- _ENTRIES SHOWN_

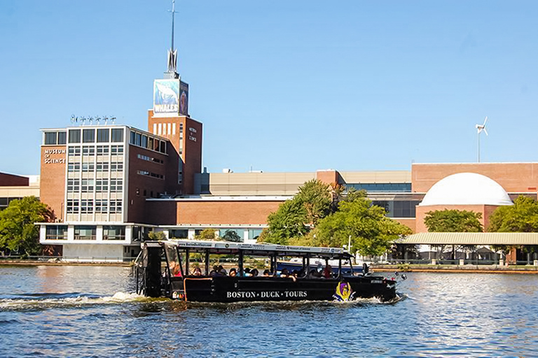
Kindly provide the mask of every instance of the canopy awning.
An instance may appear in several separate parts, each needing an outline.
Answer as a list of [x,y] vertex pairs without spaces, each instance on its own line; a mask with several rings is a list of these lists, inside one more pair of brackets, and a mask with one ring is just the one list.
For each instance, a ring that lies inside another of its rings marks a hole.
[[410,245],[538,245],[534,232],[423,232],[396,243]]

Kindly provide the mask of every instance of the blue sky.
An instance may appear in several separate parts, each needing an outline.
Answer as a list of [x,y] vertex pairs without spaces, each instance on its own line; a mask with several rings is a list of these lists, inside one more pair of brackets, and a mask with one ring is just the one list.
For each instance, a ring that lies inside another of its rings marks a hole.
[[[538,160],[538,1],[177,0],[210,172]],[[0,171],[71,114],[147,129],[170,0],[0,2]]]

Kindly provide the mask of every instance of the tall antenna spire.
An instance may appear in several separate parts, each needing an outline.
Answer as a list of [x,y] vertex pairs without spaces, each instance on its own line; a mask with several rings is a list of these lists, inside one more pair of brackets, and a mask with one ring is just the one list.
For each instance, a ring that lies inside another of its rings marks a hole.
[[176,14],[176,0],[172,0],[172,46],[168,50],[168,66],[167,73],[171,77],[177,78],[177,50],[174,49],[174,18]]

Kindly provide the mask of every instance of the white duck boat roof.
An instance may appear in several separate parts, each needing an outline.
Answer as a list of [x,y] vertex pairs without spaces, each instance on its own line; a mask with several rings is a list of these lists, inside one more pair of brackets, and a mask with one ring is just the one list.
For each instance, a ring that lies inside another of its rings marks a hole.
[[201,240],[167,240],[165,241],[146,241],[142,245],[153,246],[165,244],[177,246],[180,250],[189,249],[192,252],[209,250],[211,254],[237,254],[242,251],[244,255],[260,256],[300,256],[335,259],[347,258],[350,254],[341,248],[317,248],[311,246],[291,246],[266,243],[242,243],[227,241],[204,241]]

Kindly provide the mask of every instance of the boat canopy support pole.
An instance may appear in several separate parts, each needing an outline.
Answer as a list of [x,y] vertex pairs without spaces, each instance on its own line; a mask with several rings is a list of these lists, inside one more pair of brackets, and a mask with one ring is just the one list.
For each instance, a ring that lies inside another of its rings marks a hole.
[[189,259],[190,259],[189,257],[191,256],[189,255],[190,253],[191,253],[190,249],[185,249],[185,273],[184,274],[184,277],[191,274],[191,270],[189,270],[188,268],[188,265],[191,263],[189,262]]
[[209,275],[209,250],[205,250],[205,275]]
[[239,250],[239,262],[237,262],[239,268],[239,276],[243,277],[243,250]]

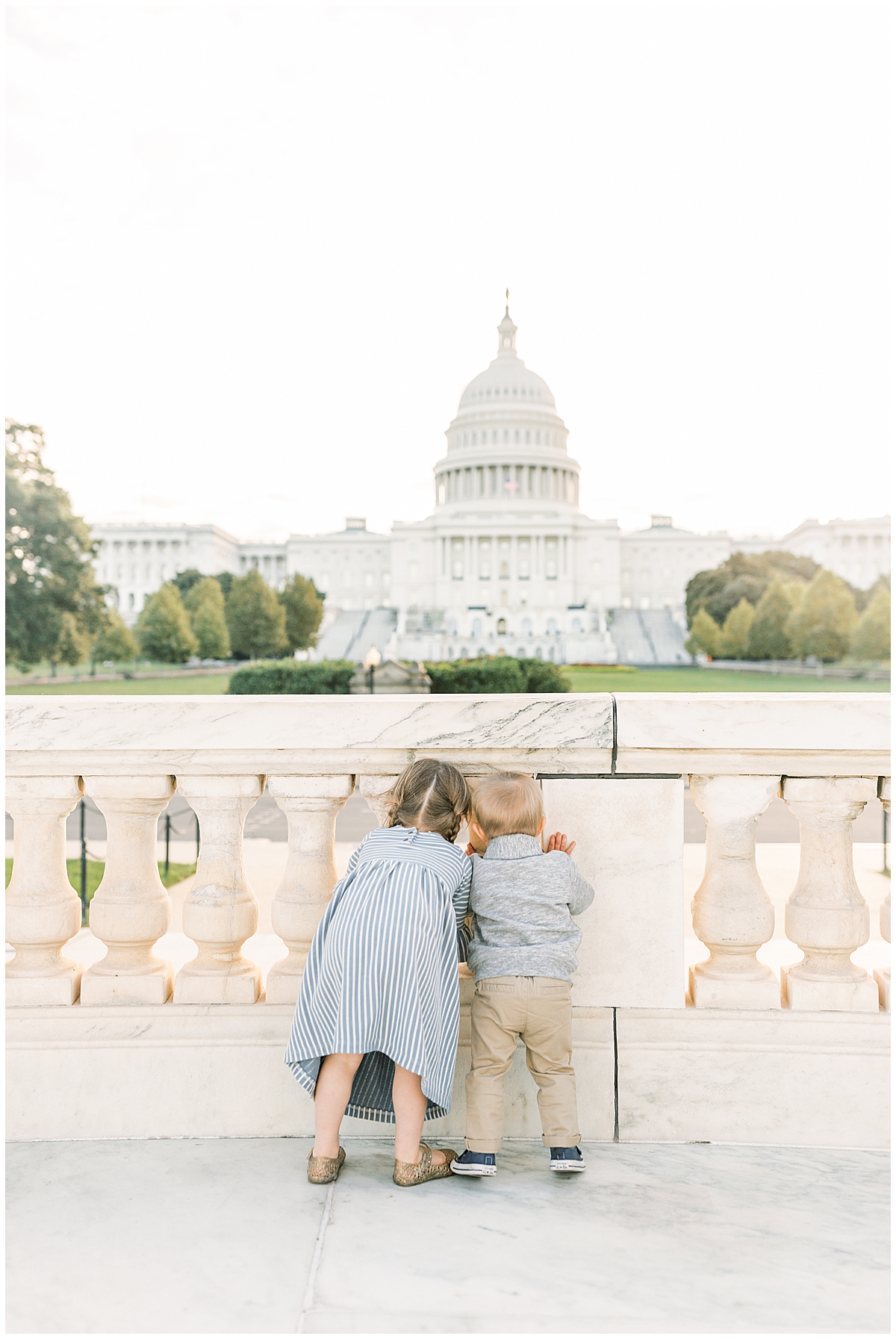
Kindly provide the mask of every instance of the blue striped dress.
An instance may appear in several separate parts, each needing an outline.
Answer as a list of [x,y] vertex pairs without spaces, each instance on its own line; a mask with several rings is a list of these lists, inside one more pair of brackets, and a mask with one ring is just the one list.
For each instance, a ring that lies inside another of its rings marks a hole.
[[458,957],[473,865],[417,828],[376,828],[348,862],[308,953],[285,1062],[313,1094],[324,1055],[363,1054],[347,1115],[395,1121],[395,1065],[445,1115],[459,1019]]

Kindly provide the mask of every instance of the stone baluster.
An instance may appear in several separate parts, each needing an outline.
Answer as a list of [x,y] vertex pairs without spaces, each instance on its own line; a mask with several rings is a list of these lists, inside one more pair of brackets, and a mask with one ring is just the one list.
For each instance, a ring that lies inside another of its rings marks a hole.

- _REQUIRED TASK_
Rewrite all of the items above with "Please give" in place of each "Kindly provide", keeping every other word the same. Omit the pictures.

- _CORRECT RESPONSE_
Please give the mask of every instance of the canopy awning.
An instance may appear in several separate parts, each needing an outline.
Answer as a list of [x,y] vertex pairs without spaces, each instance on its own line; a mask with several rings is a list of these lists, inside one more pair of brackets, and a mask with one ring is just the one list.
For each instance, a ring that lies inside another of its rings marks a hole.
[[410,245],[538,245],[534,232],[423,232],[396,243]]

Please give the mask of every instance of the blue sky.
An instance may appear in several separate parts, each needing an outline.
Answer as a list of [x,y] vertex pairs without spaces, each instance on its own line; a mask with several rings is a list of these lists, inside one more pair of brackets, and a mask with one ring is just the one list.
For each instance, a ring that lies inside another of its rings marks a hole.
[[[538,160],[538,1],[177,0],[210,172]],[[0,171],[71,114],[147,129],[170,0],[0,2]]]

Please give the mask of every instance of the tall antenna spire.
An instance may appear in several separate parts, each needing an outline.
Answer as a list of [x,y] vertex pairs without spaces, each instance on its own line; a mask with several rings is a list of these lists, inside one more pair of brackets, and a mask with one ring is just the one list.
For each instance, a ring that lies inside another of its rings marks a hole.
[[176,14],[176,0],[172,0],[172,46],[168,50],[168,66],[167,73],[171,77],[177,78],[177,50],[174,49],[174,18]]

Please give the mask of every instance of the white duck boat roof.
An instance may appear in several separate parts, each needing an outline.
Answer as a list of [x,y] vertex pairs without spaces, each instance on its own line; a mask with several rings is a list of these lists, inside one more pair of brackets, and a mask with one ring is just the one list.
For each instance, a ring that lies inside another of its rings marks a hole.
[[201,240],[167,240],[165,241],[146,241],[142,245],[153,246],[165,244],[177,246],[180,250],[189,249],[192,252],[209,250],[211,254],[237,254],[242,251],[244,255],[260,256],[300,256],[335,259],[347,258],[350,254],[341,248],[317,248],[311,246],[291,246],[266,243],[242,243],[227,241],[204,241]]

Please give the mask of every instance of the boat canopy support pole.
An instance may appear in several separate parts, each needing an outline.
Answer as a list of [x,y] vertex pairs without spaces, each instance on its own line; a mask with several rings is a list of these lists, inside one more pair of brackets, and a mask with one ring is just the one list.
For each instance, a ring that lies inside another of its rings marks a hole.
[[189,259],[190,259],[189,257],[191,256],[189,255],[190,253],[191,253],[190,249],[185,249],[185,273],[184,274],[184,277],[191,274],[191,270],[189,270],[188,268],[188,265],[191,263],[189,262]]
[[209,275],[209,250],[205,250],[205,275]]
[[239,250],[239,262],[237,262],[239,268],[239,276],[243,277],[243,250]]

Please give the mask of every instance of the blue striped dress.
An instance may appear in several separate parts, each needing an outline.
Answer as a list of [x,y] vertex pairs without spaces, each instance on its own line; a mask with several rings is a list of these lists, inside one more pair of brackets, and a mask with one ring is just the one list.
For each instance, a ring that lies inside another of its rings marks a hole.
[[458,957],[473,865],[417,828],[376,828],[348,862],[308,953],[285,1062],[313,1094],[324,1055],[363,1054],[347,1115],[395,1121],[395,1065],[445,1115],[459,1019]]

Please give the mask of every instance of the stone baluster.
An instance may appear in several separate parts, each needing an outline.
Answer as a list of [x,y] vertex pairs without spaces, each instance on its own line; a mask with several rings is a list of these lists, inside one more pair of brackets, and a mask with one ring is just the one list.
For each instance, a ring that lies inside another of its rings marks a hole.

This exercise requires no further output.